### What the task asks:
Images don't belong in the copy. Output the rest of the data exactly.

[Saved data entries]
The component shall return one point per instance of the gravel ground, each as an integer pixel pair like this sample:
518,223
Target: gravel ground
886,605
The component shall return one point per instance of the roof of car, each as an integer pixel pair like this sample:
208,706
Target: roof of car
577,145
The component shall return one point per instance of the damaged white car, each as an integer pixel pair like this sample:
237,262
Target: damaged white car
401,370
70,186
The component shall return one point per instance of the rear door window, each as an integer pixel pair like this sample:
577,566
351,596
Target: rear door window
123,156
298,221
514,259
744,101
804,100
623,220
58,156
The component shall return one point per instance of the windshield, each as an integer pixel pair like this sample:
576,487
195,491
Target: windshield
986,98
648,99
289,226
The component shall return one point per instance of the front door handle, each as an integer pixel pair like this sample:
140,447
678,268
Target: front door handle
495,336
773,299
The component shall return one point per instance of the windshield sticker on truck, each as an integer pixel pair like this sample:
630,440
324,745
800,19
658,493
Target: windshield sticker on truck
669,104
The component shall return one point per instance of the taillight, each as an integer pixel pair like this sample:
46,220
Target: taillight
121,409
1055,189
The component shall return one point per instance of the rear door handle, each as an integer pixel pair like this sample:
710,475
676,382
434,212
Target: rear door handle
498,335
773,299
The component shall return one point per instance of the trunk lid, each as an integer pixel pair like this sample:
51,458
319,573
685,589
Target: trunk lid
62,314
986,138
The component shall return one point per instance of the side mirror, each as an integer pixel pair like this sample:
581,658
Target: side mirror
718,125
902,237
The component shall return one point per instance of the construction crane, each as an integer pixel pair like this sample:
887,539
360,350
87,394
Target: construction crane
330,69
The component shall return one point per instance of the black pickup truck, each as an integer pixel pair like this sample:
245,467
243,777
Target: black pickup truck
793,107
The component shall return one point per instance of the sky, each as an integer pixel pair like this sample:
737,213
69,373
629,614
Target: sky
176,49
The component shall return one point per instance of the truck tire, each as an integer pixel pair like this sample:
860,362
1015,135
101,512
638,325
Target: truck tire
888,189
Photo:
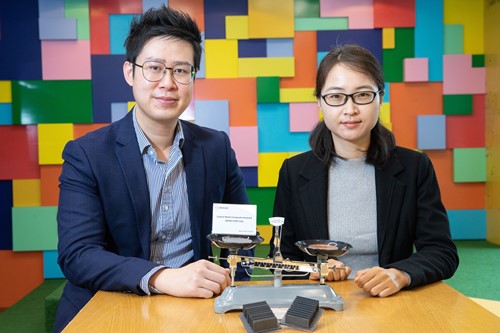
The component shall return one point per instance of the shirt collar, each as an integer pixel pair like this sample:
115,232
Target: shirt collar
143,141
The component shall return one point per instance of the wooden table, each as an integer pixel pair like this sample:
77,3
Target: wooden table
433,308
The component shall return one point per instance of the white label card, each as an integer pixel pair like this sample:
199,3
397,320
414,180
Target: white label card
232,219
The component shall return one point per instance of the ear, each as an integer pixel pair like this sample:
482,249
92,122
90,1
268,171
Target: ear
128,72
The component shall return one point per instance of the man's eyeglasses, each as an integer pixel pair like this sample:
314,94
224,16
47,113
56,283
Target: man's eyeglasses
154,71
360,98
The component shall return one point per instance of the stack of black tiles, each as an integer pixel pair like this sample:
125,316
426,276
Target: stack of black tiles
260,317
302,312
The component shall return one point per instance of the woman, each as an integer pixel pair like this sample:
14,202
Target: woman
355,185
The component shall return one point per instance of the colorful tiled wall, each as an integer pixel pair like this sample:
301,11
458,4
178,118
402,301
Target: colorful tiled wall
61,76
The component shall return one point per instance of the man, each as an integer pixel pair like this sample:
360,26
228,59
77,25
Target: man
136,197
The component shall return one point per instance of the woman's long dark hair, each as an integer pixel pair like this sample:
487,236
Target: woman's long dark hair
382,140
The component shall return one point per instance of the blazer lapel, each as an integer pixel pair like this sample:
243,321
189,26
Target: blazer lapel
132,167
390,193
192,153
313,194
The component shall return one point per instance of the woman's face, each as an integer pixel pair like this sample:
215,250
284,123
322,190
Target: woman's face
350,124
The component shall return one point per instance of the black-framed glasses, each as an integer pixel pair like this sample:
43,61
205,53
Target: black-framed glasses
154,71
360,98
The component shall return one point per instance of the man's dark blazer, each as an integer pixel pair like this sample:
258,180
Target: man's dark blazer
410,214
104,216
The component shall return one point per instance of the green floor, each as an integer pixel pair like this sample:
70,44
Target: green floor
477,276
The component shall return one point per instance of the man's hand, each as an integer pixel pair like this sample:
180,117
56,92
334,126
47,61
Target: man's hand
336,271
202,279
381,282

### Solution to this task:
The component shall return one point per instance of the gravel ground, each as an integer pixel pair like this sample:
518,223
Target: gravel ground
886,605
The component shall return one point per instance of the roof of car, each as an integer pixel pair like this sample:
208,706
Target: roof of car
577,145
The component shall return one point per instance of the damaged white car, each as an integer pixel pair like this sample:
237,262
Target: damaged white car
401,370
70,186
The component shall return one point per instance of the rear door window, each as an integer pixel pair like this sample:
577,566
351,596
Target: rear door window
123,156
298,221
514,259
744,101
804,100
623,220
58,156
The component shall return one point per instance of the windshield, each as an integer pixel pair like this sample:
576,487
195,491
Target: windshield
986,98
648,99
289,226
The component shall return one point per instance of the front door handle, each as an integer pixel pair like this sample:
140,447
678,268
Target: front door handle
495,336
773,299
The component shall return one point per instance of the windshield sticker on truck, each as an integer pixel pair like this sample:
630,440
324,745
800,19
658,493
Target: windshield sticker on truck
669,104
The component shall return one point per instance of the taillight, each as an integer pixel pair like this sample:
46,220
Target: taillight
121,409
1055,189
The component shall return one point per instance of the rear door handle, each as an integer pixel pair like this sample:
710,475
676,382
434,212
Target: rear door handle
498,335
773,299
The component shall return one point per instance of the trunk lid, each as an integer pixel pair like this sample:
51,458
319,573
685,589
Target: trunk lid
62,314
986,138
The component shall return one point per instance of the side mirror, each as an integer pixel pair like this sample:
581,658
Target: side mirror
718,125
902,237
The component shall return one point per instance of the construction crane, each as an integer pixel pair like this sample:
887,539
360,350
87,394
Target: construction crane
330,69
The component shall return one point per instance of the black pickup truck, each as an integer pixel pair like this sample:
245,467
243,777
Target: black pickup truck
793,107
The component shall return one point per instance of the sky, each as an integer pixel pair like this sample:
737,213
69,373
629,614
Target: sky
176,49
The component shall return one point per instance of the truck tire, each as an integer pixel pair like this sample:
860,362
1015,135
101,512
638,325
Target: truck tire
888,189
Photo:
The component shall return one point per instance of the shirt collar, each as an integer pixel pair like this sample:
115,232
Target: shirt collar
143,141
The component shall return one point per instance of the wooden table, each as an integer pixel pair like this sample:
77,3
Target: wooden table
433,308
The component shall return one point per instance of the white label card, each as an integer pixel pair like this sample:
199,3
397,320
414,180
Target: white label card
232,219
The component shall return one point per instance of the ear, each as an integer pixel pair like this sample:
482,249
92,122
90,1
268,171
Target: ear
128,72
The component shall return one point per instance of the man's eyeglasses, each as an integer pixel pair like this sample:
314,94
224,16
47,113
56,283
Target: man's eyeglasses
154,71
360,98
The component shall return one point per instance of the stack of black tiles, each as an integer pixel pair like this sample:
125,316
426,276
Target: stack of black tiles
260,317
302,312
The component shall return one point per instance of the woman, each as an integer pixel pair like this sample:
14,202
Target: woman
355,185
The component shall return one point per instance of the colorful tiled wall, each as an integer pixel pair like this sample:
301,11
458,4
178,118
402,301
Target: colorful tiled wall
61,76
The component shall return one point per instance of the man, each as an integer pixel pair like this sample:
360,26
228,59
77,25
Target: man
136,197
The component shall return one point per instance of the woman's long dark hair, each as an integer pixel pair like this sample:
487,236
Target: woman's long dark hair
382,140
The component shall return one point per instance of the blazer lapel, each as an integer pixel pair like this sample:
243,321
189,26
Target: blazer lapel
132,167
390,193
192,153
313,194
The component shall return one point per instance of the woman's face, each as an integer pixel pair like this sample:
215,250
284,123
322,190
Target: woman's face
350,124
The component shall return one point per instance of the black-framed glasses, each as an integer pixel pair like this sample:
43,61
205,53
Target: black-framed glasses
154,71
360,98
The component shall return one point per instance of the man's dark blazer, each as an integer pixel pair like this sample:
258,180
Target: man's dark blazer
410,214
104,216
The component shall return one point per instance of the green floor, each as an integer pixel pair like this sample:
70,44
Target: green floor
477,276
The component shall return one point per instance of the man's hand, each as an integer pixel pair like this sample:
180,117
56,92
334,126
47,61
Target: man's hand
336,271
202,279
381,282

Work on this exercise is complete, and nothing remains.